Exercise:
Could you swap "woman's face" for "person's face" in the part of the entries that opens with the first line and closes with the line containing "M189 145L194 135L191", leaving everything else unchanged and giving back only those lines?

## START Entries

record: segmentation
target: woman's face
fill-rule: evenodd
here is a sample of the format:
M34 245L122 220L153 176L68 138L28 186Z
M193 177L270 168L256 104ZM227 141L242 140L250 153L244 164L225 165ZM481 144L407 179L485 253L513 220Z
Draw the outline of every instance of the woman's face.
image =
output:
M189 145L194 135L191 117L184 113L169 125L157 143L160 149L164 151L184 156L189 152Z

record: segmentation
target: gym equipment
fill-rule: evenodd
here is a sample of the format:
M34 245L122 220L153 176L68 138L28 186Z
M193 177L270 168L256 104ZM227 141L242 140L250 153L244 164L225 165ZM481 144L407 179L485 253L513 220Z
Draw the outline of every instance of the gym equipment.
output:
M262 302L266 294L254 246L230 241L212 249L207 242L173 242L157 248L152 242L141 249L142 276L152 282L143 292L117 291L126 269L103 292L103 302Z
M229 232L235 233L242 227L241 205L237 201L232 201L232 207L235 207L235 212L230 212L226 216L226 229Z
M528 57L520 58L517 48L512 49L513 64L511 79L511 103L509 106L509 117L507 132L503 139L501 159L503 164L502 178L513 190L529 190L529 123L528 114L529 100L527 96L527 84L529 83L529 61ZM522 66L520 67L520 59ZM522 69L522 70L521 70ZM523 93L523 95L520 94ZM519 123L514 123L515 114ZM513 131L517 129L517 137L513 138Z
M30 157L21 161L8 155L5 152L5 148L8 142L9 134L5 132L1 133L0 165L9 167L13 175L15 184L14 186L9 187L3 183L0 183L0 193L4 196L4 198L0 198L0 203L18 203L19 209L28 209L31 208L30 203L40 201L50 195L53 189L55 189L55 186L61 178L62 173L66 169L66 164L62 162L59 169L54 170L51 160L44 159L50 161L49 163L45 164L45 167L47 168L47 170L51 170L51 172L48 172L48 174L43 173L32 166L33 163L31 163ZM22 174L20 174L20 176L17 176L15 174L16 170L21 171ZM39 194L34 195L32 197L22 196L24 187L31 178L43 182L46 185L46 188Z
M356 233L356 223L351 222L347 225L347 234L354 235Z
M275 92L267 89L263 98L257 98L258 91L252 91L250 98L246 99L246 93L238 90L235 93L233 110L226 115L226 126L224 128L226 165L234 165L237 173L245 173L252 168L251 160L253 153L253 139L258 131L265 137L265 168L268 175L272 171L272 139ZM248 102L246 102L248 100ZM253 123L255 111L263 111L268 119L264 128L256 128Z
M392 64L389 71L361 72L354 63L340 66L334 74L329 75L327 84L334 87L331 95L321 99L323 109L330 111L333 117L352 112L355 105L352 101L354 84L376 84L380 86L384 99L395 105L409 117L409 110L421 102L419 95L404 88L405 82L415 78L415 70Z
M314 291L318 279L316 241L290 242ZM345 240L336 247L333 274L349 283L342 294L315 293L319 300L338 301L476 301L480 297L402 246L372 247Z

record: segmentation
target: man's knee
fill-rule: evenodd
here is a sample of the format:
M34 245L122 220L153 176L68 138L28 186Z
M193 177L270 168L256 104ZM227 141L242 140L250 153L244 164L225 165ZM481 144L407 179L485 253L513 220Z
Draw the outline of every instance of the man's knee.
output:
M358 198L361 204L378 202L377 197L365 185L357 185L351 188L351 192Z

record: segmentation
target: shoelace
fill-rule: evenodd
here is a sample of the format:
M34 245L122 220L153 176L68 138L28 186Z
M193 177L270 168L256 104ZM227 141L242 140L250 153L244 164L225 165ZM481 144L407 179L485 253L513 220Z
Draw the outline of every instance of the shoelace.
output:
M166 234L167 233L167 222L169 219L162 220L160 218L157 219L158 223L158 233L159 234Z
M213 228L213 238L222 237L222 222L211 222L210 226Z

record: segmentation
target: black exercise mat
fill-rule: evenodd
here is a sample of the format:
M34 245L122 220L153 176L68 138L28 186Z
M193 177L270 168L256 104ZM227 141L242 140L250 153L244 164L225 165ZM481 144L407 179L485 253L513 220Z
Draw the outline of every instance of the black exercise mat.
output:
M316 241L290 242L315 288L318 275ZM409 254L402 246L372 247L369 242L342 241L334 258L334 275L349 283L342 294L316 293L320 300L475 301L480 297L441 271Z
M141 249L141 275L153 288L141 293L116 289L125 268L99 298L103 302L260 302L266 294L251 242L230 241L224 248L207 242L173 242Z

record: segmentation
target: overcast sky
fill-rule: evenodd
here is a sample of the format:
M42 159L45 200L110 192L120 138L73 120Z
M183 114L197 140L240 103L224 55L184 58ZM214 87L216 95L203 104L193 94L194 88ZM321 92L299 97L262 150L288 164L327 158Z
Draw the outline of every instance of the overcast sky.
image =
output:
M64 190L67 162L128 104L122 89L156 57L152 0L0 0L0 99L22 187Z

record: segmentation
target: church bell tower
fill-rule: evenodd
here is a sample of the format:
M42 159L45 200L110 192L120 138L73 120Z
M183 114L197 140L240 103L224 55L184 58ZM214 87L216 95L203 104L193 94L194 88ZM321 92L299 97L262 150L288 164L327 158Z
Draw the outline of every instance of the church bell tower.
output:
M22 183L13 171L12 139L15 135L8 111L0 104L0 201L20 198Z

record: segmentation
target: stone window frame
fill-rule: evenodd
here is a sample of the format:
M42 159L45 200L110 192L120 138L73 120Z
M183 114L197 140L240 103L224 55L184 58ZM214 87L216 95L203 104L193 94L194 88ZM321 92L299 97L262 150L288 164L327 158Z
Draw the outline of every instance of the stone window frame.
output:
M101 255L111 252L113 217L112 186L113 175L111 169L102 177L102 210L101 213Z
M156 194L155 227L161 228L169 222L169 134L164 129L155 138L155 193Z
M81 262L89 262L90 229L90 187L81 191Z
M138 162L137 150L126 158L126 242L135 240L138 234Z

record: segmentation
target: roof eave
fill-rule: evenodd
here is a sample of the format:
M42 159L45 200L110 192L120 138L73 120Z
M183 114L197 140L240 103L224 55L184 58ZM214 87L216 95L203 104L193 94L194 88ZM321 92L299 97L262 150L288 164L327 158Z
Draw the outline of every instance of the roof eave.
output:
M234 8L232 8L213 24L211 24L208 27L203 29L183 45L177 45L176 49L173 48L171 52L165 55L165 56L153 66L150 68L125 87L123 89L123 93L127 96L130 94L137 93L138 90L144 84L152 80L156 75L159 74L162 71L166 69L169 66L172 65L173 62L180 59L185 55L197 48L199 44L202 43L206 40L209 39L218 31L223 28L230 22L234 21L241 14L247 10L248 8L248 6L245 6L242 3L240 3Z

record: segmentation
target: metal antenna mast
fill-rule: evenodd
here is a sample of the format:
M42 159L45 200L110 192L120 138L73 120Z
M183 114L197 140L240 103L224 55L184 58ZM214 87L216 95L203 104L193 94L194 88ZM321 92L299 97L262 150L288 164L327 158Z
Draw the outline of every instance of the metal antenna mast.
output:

## END Entries

Result:
record: segmentation
target: person's face
fill-rule: evenodd
here is a sample of the format:
M34 245L122 220L153 176L68 138L28 186Z
M193 177L270 168L256 104ZM227 141L242 140L250 153L244 164L225 165ZM481 144L407 179L485 253L513 220Z
Draw the outline of every instance of the person's face.
image =
output:
M189 145L194 135L191 117L184 113L169 125L157 143L160 149L164 151L184 156L189 152Z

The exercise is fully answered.